───── Passage shown ─────

Herold also found their first love at Warren Wilson, a cisgender man, who helped them to feel validated and seen as a person. Even so, Herold struggled with the magnitude of invisibility that came with what others perceived as a seemingly heterosexual relationship.
“I was out to myself, but people wouldn’t really know that about me,” Herold says. “It wasn’t really a lot of hiding, but it wasn’t a lot of talking either.”
Visibility proves essential in Herold’s nonbinary journey. While they may have wanted to present as male on one day, and female on another, the fear of an unappealing outward appearance stunted their identity’s development.
“I was really worried that if I presented masculine, would that scare away potential suitors.”
Their nonbinary gender identity continued to be unseen, as those who experience a journey such as Herold’s often conform, leading to erasure and suppression of their true self.
“In the past, a lot of my identity was tied into attraction and wanting to be valued for being attractive.”
Herold’s college experiences continued to open doors of liberation for them, sparking conversations about identity, intersectionality, and an examination of how they appear to the world. Through such moments of self-reflection, they’ve managed to build a stronger foundation for their gender identity that goes beyond an outward appearance.
“I was scared because it’s hard to acknowledge something that you didn’t know about yourself for a long time,” Herold says. “There was a sense of loneliness too, but also kind of excited know that this might help me understand.”
Herold was shy about implementing and using their preferred pronouns at first, not wanting to deal with the flighty and over-apologetic responses from those who get it wrong.

───── Information given ─────

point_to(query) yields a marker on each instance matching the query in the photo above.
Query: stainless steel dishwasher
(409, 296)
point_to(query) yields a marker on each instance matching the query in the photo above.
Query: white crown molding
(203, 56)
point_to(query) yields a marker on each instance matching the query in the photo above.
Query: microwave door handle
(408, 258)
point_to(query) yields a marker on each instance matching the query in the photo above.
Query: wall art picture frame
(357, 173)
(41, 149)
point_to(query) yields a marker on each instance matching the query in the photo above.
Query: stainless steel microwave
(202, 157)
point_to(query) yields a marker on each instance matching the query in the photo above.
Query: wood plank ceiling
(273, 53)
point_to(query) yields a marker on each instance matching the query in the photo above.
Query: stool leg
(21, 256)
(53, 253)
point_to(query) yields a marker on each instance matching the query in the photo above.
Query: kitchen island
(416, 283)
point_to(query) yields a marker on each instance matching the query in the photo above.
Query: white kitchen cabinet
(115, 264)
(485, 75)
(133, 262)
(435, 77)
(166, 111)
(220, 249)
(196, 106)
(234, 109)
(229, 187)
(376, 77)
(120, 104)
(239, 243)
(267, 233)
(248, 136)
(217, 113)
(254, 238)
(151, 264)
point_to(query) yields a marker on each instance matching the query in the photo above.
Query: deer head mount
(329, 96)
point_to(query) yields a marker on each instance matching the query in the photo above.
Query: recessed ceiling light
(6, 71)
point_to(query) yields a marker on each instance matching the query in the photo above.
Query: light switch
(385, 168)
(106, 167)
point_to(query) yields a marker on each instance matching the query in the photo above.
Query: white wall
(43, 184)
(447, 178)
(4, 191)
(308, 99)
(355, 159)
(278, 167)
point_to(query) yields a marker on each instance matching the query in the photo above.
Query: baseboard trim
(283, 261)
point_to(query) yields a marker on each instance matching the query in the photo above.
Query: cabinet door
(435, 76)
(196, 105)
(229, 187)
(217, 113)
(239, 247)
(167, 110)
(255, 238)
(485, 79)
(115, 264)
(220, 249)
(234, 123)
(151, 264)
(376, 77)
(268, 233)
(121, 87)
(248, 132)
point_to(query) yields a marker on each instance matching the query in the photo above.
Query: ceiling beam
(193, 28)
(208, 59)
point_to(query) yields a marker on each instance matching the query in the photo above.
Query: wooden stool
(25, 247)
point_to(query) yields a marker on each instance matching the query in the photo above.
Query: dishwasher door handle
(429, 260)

─────

- What you will do -
Could you continue the profile of Herold's nonbinary journey with the next few paragraphs, starting right after its last sentence? You can set the entries aside; they aren't needed here.

- Output of the exercise -
“It almost doesn’t feel worth it sometimes, to try and regularly show up saying this is my pronoun, and this is what I want,” Herold says.
But they gain a sense of empowerment and visibility from enforcing they and them pronouns.
“I definitely put it out there now, I use it in emails and I’m out at work.”
Now an accomplished therapist with two master’s degrees, Herold’s nonbinary journey continues.
They still deal with voice dysphoria, and a disconnection with their body. They deem this disconnect as another safe place for them.
“I live in the head,” Herold says. “Very cognitive, always thinking.”
Herold’s current work involves helping clients to get in touch with their bodies through various methods of therapy. Tracking, sensing and being aware of physical sensation prove helpful in becoming grounded. Many patients with trauma can live in a constant state of disconnect from their bodily experience, a sort of numbness. Herold often sees themselves in their work.
“It’s been eye opening to work with people, and to realize that I do that, too,” Herold says.
Herold has recently completed a course on a type of therapy called, EMDR, or eye movement desensitization and reprocessing.
“That’s a whole other world,” Herold says with a laugh. “It’s pretty awesome.”
The person who started as a confused preteen, questioning their identity and struggling to find inner peace, has arisen and begun their own private practice in the Asheville area. Herold focuses on helping clients with transgender, nonbinary and gender identity related issues. This proves fitting, as Asheville is a hub for LGBTQIA+ inclusion, according to Amanda Wray, associate professor at UNCA and a member of the university’s women, gender, and sexuality studies department.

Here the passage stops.